◆ **Written task a**
Pull out everything in the records from the start down to the line containing "Query: teal climbing hold", both ends included, and reproduce those lines without any change.

◆ **Source**
# Bam



## PSU (May 15, 2004)

Just ran across this article...

http://www.starzuncut.com/2011/06/1...ardo-pics-damaged-destroyed-wrong-gas-photos/





















> Hey StarzUncut,​ I follow *Bam Margera* on Twitter and just read that his friend Cleveland ruined his $250,000 Lamborghini Gallardo
> 
> 
> 
> ...


----------



## scott_0 (Dec 22, 2010)

atleast the guy didnt hack a sunroof in it while he had it :laugh:


----------



## PSU (May 15, 2004)

scott_0 said:


> atleast the guy didnt hack a sunroof in it while he had it :laugh:


LOL. He probably would have, but you can't do what's already been done.


----------



## SKNKWRX (Sep 27, 1999)

I hate that car good riddance.


----------



## PSU (May 15, 2004)

SKNKWRX said:


> I hate that car good riddance.


Why?


----------



## 20thAEguy (Nov 21, 2003)

The diesel nozle shouldn't of even fit into the fill tube.


----------



## SKNKWRX (Sep 27, 1999)

PSU said:


> Why?


I guess what I dont like is Jackass, They put lame scissor doors on it cut a hole in the roof and it is generally abused and neglected. They are abusing a car for TV ratings. I also feel the diesel was an intentional bit for publicity.


----------



## vwbeaner (Jun 4, 2007)

some people are retards


----------



## PP-93VR6-T (Apr 29, 2008)

****ing retard!! I'll take it off his hads to fix!! **** he is rich and won't miss it. 


---
I am here: http://maps.google.com/maps?ll=36.579976,-87.431242


----------



## TTurboNegro (Mar 9, 2007)

He should give it away and someone could have a $45k Gallardo


----------



## Jetta30 (Sep 5, 2011)

Not a fan of the color, but this looks like a publicity stunt. I mean those guys arent exactly geniuses, but come on, anyone knows not to put Diesel into a Lambo!


----------



## Tommygunsaf (Jun 3, 2010)

Well they don't really take car of much of anything they do have so I am not surprised! :laugh:


----------

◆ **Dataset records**
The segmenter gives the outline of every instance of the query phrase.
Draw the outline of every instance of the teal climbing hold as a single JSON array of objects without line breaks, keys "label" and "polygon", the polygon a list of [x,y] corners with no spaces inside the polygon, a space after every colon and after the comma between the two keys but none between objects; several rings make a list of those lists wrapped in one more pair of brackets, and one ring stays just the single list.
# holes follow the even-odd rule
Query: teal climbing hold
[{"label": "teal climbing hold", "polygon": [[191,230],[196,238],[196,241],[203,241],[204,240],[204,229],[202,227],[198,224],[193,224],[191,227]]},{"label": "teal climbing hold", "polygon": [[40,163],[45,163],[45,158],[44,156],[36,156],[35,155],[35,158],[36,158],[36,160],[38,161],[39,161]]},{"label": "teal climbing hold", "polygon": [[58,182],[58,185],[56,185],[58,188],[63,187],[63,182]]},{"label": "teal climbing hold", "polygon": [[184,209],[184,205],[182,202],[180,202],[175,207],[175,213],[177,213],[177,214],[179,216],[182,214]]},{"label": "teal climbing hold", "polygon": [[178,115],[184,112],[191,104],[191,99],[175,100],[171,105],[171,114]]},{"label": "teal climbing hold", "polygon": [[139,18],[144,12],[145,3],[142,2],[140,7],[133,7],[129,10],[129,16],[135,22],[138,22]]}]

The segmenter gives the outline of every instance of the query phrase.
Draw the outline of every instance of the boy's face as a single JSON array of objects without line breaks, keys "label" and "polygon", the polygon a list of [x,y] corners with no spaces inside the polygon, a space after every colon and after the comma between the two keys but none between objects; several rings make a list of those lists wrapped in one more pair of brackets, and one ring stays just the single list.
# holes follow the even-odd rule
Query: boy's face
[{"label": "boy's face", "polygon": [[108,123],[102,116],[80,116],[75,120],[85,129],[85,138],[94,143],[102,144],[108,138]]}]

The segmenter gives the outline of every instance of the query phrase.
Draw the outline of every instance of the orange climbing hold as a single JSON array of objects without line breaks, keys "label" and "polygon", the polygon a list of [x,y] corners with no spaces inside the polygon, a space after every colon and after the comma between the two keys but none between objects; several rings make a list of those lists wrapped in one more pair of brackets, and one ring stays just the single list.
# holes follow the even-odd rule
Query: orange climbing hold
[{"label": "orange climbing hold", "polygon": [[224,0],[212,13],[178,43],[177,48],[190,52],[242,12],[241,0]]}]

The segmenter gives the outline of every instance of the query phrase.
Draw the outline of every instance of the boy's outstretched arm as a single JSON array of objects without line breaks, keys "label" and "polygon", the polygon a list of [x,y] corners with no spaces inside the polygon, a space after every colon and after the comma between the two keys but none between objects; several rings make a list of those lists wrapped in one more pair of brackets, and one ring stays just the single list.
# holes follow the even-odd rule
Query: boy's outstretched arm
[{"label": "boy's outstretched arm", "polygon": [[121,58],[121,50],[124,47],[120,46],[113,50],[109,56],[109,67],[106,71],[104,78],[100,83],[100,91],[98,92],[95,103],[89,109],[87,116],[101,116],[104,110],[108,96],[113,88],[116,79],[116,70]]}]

◆ **Written task b**
Summarize the Bam forum thread in two sentences.

◆ **Full answer a**
The segmenter gives the outline of every instance of the query phrase.
Draw the outline of every instance of the teal climbing hold as a single JSON array of objects without line breaks, keys "label" and "polygon", the polygon a list of [x,y] corners with no spaces inside the polygon, a space after every colon and after the comma between the two keys but none between objects; several rings make a list of those lists wrapped in one more pair of brackets, and one ring stays just the single list.
# holes follow the even-odd rule
Query: teal climbing hold

◆ **Full answer b**
A poster shares an article reporting that Bam Margera's friend Cleveland ruined his $250,000 Lamborghini Gallardo, and replies bring up diesel, with one noting that the diesel nozzle shouldn't have fit into the fill tube. Some commenters mock those involved, while others suspect a publicity stunt, and one says he dislikes the car because the Jackass crew added scissor doors, cut a hole in the roof, and abused it for TV ratings.